** Stated task **
Put the listing below into a Markdown table with the columns "No." and "Entry". Give each line its row number, and leave out any blank lines.

** The input **
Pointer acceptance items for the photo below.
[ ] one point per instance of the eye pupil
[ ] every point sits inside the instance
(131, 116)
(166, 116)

** Answer below **
| No. | Entry |
|---|---|
| 1 | Pointer acceptance items for the photo below. |
| 2 | [ ] one point per instance of the eye pupil |
| 3 | [ ] every point sits inside the instance |
| 4 | (131, 116) |
| 5 | (166, 116) |